### [DIRECTION]
Reproduce everything from the start of the records down through the line containing "Target: ripe red fruit", swapping "thickest" for "widest" and leaving every other character unchanged.

-- START OF GIVEN DATA --

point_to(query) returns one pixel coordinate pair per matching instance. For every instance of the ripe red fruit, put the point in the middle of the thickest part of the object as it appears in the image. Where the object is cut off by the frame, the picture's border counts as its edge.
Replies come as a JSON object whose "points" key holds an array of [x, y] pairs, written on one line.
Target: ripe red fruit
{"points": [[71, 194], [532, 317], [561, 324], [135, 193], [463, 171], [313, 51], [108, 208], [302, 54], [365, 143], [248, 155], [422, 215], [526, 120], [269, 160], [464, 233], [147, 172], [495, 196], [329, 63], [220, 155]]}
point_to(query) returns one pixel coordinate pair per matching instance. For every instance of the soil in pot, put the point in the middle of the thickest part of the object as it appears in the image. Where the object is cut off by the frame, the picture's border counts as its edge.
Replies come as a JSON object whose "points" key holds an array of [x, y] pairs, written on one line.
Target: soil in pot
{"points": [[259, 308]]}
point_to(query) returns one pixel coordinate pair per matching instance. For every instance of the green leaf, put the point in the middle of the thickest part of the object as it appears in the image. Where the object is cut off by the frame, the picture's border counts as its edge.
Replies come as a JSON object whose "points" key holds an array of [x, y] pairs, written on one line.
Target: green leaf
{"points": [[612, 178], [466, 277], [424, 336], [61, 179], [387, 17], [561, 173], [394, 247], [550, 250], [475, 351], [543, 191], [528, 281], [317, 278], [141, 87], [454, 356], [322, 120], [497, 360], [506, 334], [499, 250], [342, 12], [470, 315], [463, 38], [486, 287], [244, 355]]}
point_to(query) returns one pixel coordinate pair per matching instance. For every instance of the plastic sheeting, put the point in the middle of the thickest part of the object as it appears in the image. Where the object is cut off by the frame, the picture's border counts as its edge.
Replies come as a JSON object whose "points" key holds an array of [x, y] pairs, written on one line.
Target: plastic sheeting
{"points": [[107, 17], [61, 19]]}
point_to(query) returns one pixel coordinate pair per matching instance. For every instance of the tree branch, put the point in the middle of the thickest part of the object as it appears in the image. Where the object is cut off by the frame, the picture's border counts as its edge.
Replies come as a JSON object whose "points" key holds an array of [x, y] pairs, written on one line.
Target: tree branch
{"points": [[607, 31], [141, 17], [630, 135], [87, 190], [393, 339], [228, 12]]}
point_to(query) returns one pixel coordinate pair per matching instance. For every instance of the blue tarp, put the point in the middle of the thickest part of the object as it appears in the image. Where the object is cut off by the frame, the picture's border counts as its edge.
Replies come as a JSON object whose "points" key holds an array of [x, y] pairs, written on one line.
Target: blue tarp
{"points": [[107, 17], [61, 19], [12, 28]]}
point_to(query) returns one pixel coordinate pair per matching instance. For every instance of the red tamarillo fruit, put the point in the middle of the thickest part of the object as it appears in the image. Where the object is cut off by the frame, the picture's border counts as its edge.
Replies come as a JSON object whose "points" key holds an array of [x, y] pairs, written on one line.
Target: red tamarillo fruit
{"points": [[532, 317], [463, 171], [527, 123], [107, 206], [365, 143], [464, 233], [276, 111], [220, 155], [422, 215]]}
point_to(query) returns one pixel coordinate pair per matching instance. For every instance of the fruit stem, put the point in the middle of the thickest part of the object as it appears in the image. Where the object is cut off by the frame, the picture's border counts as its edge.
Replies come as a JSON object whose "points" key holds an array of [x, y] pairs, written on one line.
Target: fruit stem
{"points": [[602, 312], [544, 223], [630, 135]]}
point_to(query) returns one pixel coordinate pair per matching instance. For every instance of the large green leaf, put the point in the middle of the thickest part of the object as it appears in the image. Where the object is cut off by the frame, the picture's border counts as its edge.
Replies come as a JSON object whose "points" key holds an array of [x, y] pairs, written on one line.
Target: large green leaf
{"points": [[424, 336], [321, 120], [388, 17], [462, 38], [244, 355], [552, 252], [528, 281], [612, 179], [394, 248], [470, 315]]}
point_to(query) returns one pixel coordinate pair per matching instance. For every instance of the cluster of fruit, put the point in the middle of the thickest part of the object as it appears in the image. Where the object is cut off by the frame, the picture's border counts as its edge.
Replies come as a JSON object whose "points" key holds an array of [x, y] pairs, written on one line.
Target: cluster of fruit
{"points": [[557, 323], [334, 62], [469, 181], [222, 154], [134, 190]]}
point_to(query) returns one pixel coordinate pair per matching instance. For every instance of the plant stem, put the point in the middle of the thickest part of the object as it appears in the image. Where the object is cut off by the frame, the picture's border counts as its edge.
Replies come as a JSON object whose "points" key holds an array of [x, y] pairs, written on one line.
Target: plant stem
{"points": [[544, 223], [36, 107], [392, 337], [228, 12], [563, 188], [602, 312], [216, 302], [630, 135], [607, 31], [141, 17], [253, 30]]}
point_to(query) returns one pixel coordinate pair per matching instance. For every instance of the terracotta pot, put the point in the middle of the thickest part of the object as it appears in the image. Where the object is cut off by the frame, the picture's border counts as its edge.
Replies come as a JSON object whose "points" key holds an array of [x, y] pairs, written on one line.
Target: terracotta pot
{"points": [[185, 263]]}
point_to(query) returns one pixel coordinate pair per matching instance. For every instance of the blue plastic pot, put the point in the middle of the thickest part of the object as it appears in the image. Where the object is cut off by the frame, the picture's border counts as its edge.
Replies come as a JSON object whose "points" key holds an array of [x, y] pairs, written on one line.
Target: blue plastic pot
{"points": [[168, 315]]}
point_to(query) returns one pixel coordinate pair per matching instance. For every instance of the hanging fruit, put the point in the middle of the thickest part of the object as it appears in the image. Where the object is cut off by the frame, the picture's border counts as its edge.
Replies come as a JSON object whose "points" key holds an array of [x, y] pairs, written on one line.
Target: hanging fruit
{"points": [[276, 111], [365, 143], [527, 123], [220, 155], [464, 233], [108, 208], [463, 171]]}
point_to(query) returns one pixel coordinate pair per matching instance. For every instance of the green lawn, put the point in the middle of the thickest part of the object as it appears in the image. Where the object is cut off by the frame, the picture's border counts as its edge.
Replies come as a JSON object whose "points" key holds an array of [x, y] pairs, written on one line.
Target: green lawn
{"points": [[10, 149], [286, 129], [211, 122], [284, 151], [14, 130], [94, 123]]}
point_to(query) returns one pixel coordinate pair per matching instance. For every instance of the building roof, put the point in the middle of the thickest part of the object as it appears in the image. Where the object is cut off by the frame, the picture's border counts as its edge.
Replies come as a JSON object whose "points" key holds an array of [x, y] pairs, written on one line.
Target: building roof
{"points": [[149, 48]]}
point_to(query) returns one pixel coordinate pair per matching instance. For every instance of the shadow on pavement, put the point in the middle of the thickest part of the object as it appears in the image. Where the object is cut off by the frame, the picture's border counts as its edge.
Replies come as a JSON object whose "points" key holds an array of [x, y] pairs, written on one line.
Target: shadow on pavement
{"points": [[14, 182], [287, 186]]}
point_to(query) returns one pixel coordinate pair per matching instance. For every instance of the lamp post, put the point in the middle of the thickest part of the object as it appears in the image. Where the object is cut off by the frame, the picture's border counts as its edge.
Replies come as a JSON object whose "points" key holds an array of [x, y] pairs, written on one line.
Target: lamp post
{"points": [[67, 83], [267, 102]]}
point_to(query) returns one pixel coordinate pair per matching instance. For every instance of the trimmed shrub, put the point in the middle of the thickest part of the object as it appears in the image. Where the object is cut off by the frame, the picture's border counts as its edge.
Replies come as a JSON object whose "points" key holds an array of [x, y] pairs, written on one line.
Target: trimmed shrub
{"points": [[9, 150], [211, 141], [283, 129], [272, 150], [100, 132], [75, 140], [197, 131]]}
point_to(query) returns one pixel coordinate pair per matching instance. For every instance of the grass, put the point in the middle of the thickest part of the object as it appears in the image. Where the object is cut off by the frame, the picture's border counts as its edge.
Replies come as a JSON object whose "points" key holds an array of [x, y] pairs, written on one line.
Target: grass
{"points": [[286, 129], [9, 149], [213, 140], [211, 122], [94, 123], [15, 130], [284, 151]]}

-- END OF GIVEN DATA --

### [ANSWER TO THIS EXERCISE]
point_to(query) returns one pixel coordinate pair per matching instance. For every instance of the ripe red fruit, put the point in the middle of the widest part of the object as it appears in the image. Where the object is cut off by the frame, the picture's border counts as its edge.
Replies come as a JSON object whose "points" key holds an array of [x, y] pairs, written on one line.
Target: ripe red fruit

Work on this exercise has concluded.